→ **Required work**
Please reproduce the data from the line with "Can you spot any pawn's slender" up to and including the line with "[0,179,360,240]", with no changes.
╭─ Excerpted records
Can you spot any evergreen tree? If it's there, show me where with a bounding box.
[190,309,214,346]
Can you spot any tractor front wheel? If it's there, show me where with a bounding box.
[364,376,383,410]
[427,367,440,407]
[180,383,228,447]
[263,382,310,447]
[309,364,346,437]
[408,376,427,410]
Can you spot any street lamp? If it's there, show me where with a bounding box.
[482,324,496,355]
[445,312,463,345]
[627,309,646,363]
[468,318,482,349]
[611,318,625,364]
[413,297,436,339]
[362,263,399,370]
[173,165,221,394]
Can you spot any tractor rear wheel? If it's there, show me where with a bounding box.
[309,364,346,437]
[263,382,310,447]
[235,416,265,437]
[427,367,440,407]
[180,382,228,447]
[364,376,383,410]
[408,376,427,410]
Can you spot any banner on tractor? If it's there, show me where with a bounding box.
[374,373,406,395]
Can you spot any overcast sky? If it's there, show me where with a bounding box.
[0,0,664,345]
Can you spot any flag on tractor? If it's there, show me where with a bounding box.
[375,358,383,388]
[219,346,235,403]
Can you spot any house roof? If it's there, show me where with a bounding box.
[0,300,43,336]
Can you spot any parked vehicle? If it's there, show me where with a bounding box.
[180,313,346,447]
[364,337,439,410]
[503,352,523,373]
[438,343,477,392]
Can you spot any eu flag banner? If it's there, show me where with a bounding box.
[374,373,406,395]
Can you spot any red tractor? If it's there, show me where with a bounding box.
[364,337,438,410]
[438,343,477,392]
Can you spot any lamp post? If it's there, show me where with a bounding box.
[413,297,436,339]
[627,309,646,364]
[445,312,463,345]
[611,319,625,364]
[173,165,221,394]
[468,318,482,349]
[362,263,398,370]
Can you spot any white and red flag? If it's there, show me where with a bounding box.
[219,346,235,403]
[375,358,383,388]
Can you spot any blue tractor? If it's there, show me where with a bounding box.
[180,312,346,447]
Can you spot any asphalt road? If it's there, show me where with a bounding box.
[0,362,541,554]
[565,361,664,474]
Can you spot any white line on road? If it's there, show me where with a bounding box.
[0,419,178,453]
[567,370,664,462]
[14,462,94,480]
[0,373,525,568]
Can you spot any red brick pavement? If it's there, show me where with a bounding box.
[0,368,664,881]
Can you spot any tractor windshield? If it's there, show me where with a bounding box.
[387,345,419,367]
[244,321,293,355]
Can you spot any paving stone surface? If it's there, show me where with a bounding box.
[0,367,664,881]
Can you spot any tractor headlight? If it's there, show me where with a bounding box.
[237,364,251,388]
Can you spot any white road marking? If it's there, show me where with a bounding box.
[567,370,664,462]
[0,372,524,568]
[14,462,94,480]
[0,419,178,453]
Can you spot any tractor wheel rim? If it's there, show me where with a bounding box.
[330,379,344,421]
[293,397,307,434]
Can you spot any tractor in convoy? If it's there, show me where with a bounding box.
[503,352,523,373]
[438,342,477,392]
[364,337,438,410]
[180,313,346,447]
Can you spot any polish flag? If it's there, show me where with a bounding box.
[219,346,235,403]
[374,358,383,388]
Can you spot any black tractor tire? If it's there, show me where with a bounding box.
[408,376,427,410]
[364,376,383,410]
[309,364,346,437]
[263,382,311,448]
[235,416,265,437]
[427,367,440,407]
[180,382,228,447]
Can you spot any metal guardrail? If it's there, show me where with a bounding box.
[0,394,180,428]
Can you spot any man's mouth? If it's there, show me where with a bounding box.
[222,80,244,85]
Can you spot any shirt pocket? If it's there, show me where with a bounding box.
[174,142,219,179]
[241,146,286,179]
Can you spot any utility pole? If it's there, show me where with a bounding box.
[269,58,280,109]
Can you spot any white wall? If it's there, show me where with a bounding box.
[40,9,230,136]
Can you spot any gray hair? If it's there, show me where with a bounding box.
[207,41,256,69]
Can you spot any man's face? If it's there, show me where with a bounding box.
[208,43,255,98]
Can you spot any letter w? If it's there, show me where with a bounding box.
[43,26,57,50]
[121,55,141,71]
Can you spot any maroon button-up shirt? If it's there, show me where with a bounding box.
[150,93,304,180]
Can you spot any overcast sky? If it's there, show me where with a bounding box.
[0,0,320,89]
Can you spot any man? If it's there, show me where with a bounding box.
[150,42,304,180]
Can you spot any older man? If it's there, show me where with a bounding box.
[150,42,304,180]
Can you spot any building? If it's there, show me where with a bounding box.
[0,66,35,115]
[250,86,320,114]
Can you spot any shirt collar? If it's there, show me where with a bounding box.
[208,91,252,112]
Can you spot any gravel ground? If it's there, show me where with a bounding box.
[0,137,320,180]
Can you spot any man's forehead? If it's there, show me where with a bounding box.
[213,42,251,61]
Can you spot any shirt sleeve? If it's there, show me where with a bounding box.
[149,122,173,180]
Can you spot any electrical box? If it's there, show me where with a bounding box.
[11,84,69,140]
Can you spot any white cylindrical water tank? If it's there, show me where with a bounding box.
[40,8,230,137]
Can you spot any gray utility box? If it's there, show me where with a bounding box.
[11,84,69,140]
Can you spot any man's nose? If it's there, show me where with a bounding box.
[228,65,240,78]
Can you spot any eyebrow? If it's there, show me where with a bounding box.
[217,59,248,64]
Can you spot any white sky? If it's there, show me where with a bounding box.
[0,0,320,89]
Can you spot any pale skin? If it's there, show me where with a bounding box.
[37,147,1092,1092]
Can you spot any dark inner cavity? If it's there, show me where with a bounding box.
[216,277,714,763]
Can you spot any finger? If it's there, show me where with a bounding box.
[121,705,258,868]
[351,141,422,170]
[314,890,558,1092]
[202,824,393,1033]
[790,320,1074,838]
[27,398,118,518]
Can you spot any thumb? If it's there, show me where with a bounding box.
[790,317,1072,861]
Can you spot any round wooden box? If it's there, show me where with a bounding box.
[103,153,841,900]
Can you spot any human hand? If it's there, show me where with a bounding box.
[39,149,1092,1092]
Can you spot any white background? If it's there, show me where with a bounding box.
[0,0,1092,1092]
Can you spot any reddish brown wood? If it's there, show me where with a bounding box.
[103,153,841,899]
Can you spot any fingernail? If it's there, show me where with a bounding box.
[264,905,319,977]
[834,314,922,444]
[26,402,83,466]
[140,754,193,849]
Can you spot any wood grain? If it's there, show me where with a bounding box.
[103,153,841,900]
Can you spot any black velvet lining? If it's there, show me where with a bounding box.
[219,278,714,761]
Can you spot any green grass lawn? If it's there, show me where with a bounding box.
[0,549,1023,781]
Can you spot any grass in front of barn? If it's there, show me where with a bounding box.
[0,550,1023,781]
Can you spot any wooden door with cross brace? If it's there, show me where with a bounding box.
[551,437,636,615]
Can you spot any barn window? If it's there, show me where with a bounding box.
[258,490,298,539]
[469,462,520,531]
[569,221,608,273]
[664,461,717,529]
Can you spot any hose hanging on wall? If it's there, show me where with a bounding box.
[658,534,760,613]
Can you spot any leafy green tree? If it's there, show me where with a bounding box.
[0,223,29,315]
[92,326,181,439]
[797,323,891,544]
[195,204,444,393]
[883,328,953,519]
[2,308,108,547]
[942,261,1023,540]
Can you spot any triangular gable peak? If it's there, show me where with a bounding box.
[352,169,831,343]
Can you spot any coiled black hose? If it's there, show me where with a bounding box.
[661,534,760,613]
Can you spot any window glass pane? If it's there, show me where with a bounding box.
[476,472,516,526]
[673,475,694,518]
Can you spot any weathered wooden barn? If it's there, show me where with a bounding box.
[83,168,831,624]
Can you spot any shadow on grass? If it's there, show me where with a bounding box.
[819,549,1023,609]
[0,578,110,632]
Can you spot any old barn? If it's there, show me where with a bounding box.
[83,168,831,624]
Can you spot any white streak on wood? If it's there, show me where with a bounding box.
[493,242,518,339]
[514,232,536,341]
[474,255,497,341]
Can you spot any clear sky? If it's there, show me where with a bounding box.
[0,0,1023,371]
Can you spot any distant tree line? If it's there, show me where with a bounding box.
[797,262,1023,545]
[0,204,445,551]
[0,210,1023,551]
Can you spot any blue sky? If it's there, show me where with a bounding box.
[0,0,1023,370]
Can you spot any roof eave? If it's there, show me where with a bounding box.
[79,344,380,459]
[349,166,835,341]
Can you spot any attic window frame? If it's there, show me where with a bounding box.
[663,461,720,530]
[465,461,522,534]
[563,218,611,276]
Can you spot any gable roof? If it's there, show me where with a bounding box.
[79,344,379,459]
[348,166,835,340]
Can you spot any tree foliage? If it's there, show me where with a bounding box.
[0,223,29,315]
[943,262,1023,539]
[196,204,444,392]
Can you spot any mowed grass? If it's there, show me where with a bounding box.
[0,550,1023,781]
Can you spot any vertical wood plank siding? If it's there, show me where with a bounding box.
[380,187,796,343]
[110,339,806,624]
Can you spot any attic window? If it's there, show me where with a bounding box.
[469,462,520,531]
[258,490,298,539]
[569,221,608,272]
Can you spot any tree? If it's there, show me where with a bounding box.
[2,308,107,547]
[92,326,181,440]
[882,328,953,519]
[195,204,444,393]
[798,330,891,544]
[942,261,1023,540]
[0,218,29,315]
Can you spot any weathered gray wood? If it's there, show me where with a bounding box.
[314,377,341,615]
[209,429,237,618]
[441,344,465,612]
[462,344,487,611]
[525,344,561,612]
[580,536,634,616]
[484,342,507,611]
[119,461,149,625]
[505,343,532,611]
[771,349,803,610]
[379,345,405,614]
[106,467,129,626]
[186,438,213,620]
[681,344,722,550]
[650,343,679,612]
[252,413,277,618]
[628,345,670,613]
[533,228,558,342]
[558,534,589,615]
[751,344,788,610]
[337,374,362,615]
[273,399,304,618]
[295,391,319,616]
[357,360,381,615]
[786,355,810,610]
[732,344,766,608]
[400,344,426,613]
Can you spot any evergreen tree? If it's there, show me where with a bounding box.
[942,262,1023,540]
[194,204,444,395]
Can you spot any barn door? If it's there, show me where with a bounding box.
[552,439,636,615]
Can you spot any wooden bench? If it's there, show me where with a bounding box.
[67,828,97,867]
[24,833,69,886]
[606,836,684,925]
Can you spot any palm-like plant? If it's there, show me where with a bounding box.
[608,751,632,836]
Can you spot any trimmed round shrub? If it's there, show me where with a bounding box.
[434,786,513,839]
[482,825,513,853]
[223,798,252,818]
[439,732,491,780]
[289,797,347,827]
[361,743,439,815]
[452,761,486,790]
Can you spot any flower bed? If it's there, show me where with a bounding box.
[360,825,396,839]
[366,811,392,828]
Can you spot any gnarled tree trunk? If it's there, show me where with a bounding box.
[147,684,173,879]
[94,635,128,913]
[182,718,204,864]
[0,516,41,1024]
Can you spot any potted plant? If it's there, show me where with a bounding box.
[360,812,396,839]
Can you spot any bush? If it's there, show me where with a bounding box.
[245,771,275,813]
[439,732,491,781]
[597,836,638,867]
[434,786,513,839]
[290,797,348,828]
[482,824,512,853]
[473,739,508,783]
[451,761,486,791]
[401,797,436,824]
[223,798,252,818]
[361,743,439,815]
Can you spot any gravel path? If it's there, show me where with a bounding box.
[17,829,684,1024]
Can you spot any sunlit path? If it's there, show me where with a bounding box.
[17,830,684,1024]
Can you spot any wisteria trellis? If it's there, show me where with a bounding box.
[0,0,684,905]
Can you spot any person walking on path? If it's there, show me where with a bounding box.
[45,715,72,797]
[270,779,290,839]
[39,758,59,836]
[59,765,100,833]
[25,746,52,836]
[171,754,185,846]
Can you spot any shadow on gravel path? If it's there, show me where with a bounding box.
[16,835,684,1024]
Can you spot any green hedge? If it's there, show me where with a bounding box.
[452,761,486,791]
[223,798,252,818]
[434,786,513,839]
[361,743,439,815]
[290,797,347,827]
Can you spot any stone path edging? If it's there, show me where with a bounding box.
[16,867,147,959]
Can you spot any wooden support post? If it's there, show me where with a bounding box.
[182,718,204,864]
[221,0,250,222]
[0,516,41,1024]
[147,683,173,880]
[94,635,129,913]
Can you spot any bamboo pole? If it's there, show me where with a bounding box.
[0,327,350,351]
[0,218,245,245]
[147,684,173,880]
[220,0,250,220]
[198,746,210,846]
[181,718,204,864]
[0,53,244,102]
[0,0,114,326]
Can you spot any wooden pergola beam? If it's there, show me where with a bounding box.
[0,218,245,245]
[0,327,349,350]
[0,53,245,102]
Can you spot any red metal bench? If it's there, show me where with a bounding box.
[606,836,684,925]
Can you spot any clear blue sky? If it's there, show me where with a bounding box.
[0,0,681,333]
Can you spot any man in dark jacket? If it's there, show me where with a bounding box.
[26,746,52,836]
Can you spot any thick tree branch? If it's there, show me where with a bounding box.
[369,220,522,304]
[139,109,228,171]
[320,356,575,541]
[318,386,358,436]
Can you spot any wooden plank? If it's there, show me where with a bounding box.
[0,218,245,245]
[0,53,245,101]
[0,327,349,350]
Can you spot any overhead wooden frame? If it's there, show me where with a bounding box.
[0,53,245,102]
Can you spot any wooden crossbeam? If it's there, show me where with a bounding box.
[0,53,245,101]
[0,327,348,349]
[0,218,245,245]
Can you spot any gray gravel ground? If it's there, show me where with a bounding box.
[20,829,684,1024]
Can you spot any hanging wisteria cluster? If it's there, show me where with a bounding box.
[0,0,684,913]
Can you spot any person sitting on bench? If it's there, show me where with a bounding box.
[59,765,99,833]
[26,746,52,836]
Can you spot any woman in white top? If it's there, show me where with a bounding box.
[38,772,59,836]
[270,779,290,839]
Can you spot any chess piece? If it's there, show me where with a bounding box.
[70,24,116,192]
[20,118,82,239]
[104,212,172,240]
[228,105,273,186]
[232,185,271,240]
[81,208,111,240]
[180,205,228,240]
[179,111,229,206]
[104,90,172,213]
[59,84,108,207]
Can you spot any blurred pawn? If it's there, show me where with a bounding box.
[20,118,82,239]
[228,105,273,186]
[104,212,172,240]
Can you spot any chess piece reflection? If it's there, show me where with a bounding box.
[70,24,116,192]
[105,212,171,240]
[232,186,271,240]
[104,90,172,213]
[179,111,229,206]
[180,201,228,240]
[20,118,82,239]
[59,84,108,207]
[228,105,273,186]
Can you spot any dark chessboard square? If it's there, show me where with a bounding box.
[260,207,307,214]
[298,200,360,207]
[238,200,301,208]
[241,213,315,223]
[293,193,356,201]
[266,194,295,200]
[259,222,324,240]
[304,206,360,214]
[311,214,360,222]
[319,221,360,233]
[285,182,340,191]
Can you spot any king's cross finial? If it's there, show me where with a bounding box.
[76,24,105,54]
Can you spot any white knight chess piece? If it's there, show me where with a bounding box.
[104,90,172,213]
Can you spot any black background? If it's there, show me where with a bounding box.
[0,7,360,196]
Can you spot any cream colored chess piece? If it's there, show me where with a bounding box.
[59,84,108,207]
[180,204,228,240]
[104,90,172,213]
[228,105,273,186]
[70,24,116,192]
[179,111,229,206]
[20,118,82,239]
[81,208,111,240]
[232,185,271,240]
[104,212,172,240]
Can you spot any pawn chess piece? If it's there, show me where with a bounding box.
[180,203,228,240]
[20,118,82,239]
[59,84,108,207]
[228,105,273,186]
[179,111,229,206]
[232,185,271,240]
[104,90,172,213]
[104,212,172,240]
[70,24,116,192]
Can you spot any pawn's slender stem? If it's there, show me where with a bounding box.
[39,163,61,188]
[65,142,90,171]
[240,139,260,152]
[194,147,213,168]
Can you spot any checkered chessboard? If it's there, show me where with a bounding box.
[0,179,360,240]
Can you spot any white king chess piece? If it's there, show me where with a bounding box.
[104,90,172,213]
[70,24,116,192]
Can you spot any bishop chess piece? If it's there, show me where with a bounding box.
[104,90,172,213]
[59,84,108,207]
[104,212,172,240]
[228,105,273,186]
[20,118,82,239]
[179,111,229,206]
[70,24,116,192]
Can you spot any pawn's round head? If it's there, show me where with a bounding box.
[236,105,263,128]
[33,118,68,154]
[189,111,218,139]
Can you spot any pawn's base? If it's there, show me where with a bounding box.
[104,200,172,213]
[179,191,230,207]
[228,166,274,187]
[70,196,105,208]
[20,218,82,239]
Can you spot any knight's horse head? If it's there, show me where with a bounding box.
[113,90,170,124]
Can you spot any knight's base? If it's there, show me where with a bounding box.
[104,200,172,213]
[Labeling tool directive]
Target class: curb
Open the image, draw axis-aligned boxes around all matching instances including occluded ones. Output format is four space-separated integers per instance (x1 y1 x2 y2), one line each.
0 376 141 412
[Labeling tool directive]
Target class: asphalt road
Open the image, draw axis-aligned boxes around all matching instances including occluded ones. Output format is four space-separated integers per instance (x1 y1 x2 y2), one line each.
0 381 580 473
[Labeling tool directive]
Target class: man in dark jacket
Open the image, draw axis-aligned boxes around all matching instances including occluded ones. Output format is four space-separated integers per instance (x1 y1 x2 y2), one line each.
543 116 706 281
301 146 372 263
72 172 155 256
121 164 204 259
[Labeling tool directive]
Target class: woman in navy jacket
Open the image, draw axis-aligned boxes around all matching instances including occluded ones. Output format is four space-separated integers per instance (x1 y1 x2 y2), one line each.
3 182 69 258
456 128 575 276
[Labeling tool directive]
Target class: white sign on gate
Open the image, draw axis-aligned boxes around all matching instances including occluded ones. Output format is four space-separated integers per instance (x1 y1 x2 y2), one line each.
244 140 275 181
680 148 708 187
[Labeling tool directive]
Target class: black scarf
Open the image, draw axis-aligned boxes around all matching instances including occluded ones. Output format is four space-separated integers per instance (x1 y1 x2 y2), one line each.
╰─
→ **The completed task**
Can you spot any pawn's slender stem? If it's there, show me where with a bounding box.
[39,163,61,188]
[65,142,90,171]
[240,139,260,152]
[194,147,213,168]
Can you spot any checkered chessboard? If it's there, show me where with a bounding box.
[0,179,360,240]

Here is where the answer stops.